Text block
======
The Court agreed, holding that the United States and its agencies must be the target of a conspiracy "to defraud the United States." As the Court noted, "[t]he conspiracies criminalized by § 371 are defined not only by the nature of the injury intended by the conspiracy, and the method used to effectuate the conspiracy, but also — and most importantly — by the target of the conspiracy." Id. at 130, 107 S.Ct. at 2752.

Loney argues that the United States must be the target of a conspiracy under the "offense" prong as well. He urges that in order to conspire to commit "any offense against the United States," the United States must be the victim (or target) of that conspiracy. The government, on the other hand, argues that the phrase should be read to reach conspiracies to commit any offense against the laws of the United States — in other words, conspiracies to commit a federal offense. This question has divided the circuits. See United States v. Gibson, 881 F.2d 318 (6th Cir. 1989) (United States need not be the target of an offense-prong prosecution); United States v. Hope, 861 F.2d 1574 (11th Cir. 1988) (contra: "The holding in Tanner ... applies with equal force to the `any offense' clause of § 371 as it does to the `defraud' clause.").

The Eleventh Circuit, however, may soon change its mind. In United States v. Falcone, 934 F.2d 1528, 1538 (11th Cir. 1991), vacated and en banc rehearing granted, 939 F.2d 1455 (11th Cir. 1991), the court applied Hope to the facts before it but questioned its reasoning. In a special concurrence written by Chief Judge Tjoflat and joined by Judge Kravitch and retired Justice Powell, the court thoroughly examined the history behind section 371 and concluded that the statute should not be read to require that the United States be a target of an "offense" prong conspiracy.

Chief Judge Tjoflat was also on the Hope panel. Falcone, 934 F.2d at 1548 (Tjoflat, C.J., specially concurring).
======
Extracted records
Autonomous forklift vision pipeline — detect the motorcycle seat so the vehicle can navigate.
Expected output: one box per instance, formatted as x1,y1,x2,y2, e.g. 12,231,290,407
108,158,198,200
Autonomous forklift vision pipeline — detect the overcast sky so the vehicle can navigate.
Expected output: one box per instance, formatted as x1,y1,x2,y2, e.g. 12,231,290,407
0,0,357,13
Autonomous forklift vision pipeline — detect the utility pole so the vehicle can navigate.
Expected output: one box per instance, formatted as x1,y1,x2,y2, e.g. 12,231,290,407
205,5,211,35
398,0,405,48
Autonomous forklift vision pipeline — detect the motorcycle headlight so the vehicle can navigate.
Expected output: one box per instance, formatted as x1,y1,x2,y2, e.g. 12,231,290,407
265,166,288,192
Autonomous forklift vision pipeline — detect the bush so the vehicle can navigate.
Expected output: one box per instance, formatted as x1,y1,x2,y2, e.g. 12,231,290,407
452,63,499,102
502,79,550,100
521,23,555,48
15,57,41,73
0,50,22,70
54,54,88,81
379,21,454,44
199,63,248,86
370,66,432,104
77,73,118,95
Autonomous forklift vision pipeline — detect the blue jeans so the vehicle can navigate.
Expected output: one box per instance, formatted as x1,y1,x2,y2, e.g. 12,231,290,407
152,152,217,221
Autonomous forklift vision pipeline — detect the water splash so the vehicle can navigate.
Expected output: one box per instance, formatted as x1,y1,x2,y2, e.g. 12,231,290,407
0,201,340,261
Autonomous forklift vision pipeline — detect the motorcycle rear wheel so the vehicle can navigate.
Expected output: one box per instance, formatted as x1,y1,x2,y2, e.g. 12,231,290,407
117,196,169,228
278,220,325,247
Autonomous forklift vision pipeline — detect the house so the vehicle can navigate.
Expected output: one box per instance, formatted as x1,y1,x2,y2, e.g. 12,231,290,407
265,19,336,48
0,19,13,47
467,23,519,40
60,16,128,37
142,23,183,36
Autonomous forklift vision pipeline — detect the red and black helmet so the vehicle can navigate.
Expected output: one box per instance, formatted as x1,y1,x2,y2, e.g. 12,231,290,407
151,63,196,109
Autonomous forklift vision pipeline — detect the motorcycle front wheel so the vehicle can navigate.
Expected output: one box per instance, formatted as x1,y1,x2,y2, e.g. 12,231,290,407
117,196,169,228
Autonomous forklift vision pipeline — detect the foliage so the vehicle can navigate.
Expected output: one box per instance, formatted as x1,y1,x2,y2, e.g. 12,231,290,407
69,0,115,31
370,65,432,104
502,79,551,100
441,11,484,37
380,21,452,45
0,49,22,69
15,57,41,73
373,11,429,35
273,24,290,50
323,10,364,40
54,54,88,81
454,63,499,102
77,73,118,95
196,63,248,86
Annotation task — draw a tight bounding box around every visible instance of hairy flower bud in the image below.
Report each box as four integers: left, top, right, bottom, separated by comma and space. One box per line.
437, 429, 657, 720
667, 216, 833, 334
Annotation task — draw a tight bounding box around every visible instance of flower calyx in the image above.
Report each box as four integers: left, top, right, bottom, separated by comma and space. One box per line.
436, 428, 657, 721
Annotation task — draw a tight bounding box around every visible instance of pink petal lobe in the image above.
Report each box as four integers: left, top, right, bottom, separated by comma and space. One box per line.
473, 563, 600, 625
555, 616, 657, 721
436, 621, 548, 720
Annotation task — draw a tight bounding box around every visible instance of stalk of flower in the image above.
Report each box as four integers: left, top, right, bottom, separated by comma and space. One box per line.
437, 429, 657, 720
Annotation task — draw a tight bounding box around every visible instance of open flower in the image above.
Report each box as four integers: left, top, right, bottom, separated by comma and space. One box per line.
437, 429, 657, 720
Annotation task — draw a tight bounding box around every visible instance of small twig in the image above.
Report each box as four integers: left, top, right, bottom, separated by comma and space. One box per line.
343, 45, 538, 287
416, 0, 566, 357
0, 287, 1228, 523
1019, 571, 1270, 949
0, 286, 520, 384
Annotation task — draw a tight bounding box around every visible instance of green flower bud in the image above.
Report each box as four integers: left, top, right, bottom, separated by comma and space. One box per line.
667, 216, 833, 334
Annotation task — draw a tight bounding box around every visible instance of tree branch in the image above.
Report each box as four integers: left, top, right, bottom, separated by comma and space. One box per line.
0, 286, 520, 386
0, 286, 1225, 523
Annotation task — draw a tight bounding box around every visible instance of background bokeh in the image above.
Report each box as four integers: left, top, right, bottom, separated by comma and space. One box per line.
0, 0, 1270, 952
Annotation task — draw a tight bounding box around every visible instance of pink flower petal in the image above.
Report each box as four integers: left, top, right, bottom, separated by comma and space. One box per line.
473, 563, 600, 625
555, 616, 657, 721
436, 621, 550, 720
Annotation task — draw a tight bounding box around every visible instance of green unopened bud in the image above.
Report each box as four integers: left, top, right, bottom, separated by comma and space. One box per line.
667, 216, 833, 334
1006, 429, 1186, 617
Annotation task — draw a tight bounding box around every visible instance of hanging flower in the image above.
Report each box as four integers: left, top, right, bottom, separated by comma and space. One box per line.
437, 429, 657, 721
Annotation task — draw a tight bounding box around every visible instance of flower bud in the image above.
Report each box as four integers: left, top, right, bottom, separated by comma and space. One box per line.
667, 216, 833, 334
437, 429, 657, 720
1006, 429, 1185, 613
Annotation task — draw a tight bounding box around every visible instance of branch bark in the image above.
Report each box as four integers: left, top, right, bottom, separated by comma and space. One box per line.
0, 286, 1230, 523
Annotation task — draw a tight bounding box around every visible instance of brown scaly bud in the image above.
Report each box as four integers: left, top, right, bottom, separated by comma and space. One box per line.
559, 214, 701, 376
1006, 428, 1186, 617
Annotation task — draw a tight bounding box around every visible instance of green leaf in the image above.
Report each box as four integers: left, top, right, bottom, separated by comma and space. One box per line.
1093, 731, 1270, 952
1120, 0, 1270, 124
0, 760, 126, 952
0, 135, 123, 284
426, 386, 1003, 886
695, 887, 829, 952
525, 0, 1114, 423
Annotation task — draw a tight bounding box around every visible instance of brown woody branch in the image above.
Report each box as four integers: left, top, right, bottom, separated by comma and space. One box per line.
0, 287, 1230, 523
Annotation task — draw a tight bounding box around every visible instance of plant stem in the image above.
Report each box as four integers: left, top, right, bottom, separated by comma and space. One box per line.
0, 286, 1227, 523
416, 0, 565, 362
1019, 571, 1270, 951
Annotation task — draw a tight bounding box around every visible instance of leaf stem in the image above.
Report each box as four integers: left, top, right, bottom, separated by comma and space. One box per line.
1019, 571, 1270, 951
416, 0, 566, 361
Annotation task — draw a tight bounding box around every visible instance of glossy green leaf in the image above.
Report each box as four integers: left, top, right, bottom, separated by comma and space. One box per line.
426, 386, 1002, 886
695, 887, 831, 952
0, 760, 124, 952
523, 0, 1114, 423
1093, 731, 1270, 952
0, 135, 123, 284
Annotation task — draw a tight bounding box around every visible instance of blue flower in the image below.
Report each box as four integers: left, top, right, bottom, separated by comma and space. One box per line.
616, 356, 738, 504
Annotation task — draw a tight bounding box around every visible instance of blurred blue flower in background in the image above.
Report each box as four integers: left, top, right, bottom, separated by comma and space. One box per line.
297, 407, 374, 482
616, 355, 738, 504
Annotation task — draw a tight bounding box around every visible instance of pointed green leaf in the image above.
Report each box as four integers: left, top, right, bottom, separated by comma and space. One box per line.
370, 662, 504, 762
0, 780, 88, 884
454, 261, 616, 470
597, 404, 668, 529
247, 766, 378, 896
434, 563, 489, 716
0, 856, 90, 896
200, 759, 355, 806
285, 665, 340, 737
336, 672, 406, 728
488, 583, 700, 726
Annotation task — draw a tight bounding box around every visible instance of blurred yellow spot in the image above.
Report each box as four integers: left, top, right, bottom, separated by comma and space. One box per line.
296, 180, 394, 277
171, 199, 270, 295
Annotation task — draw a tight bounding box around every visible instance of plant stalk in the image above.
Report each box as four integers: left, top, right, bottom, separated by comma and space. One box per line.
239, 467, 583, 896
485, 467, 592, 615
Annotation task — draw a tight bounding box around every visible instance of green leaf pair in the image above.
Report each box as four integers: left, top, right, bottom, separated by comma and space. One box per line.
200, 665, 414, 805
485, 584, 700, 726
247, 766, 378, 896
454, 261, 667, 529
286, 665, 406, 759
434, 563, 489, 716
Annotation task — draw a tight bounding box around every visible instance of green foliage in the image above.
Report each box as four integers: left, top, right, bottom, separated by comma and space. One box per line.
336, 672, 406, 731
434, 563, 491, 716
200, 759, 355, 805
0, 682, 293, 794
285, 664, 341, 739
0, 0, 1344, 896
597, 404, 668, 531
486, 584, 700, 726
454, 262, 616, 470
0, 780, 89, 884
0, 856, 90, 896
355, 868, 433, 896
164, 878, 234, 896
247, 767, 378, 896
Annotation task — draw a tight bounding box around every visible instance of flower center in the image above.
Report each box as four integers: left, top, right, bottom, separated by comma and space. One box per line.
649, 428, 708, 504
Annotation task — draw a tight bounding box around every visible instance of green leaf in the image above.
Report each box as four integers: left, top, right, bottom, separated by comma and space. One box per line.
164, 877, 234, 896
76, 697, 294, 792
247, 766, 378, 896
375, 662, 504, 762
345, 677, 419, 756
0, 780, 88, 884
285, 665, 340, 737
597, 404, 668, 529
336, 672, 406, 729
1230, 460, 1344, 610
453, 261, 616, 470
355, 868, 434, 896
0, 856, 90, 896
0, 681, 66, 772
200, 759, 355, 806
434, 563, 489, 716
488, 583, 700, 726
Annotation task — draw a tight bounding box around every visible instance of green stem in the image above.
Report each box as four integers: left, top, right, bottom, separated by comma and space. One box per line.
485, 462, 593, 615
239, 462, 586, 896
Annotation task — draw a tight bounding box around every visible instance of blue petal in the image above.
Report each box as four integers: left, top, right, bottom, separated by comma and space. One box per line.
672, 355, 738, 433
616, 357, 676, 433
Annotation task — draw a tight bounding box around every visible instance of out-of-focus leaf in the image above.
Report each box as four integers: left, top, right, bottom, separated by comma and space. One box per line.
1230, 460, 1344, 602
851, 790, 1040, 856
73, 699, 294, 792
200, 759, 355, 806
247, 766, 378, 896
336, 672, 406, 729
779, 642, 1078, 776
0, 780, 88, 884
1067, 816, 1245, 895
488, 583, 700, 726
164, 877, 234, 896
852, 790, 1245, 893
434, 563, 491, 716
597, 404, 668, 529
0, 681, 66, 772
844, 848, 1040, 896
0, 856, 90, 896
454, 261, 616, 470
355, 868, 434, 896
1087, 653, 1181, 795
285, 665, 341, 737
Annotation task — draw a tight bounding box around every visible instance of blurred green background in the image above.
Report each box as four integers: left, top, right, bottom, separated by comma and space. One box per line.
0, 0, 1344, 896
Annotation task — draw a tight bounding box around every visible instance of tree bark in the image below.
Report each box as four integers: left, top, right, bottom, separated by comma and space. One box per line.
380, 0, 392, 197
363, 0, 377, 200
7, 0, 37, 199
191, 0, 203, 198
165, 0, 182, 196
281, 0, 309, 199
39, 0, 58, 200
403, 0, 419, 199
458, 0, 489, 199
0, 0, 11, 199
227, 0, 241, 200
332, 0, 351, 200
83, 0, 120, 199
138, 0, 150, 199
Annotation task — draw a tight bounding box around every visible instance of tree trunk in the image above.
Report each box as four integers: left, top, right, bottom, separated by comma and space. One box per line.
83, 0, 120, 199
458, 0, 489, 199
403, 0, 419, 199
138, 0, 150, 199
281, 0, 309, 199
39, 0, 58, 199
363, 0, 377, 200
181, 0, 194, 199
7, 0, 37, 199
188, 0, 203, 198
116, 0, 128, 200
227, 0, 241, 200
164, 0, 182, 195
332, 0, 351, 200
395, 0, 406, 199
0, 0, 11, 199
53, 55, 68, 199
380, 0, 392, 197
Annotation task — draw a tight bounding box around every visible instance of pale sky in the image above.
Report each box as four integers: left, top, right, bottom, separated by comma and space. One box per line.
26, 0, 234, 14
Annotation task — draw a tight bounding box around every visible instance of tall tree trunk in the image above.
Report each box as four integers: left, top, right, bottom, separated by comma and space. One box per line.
======
Task prompt
Please duplicate part of the court opinion excerpt word for word, beginning at the words "The Court agreed, holding" and stopping after "S.Ct. at 2752.". These items have nothing to do with the court opinion excerpt.

Output of the exercise
The Court agreed, holding that the United States and its agencies must be the target of a conspiracy "to defraud the United States." As the Court noted, "[t]he conspiracies criminalized by § 371 are defined not only by the nature of the injury intended by the conspiracy, and the method used to effectuate the conspiracy, but also — and most importantly — by the target of the conspiracy." Id. at 130, 107 S.Ct. at 2752.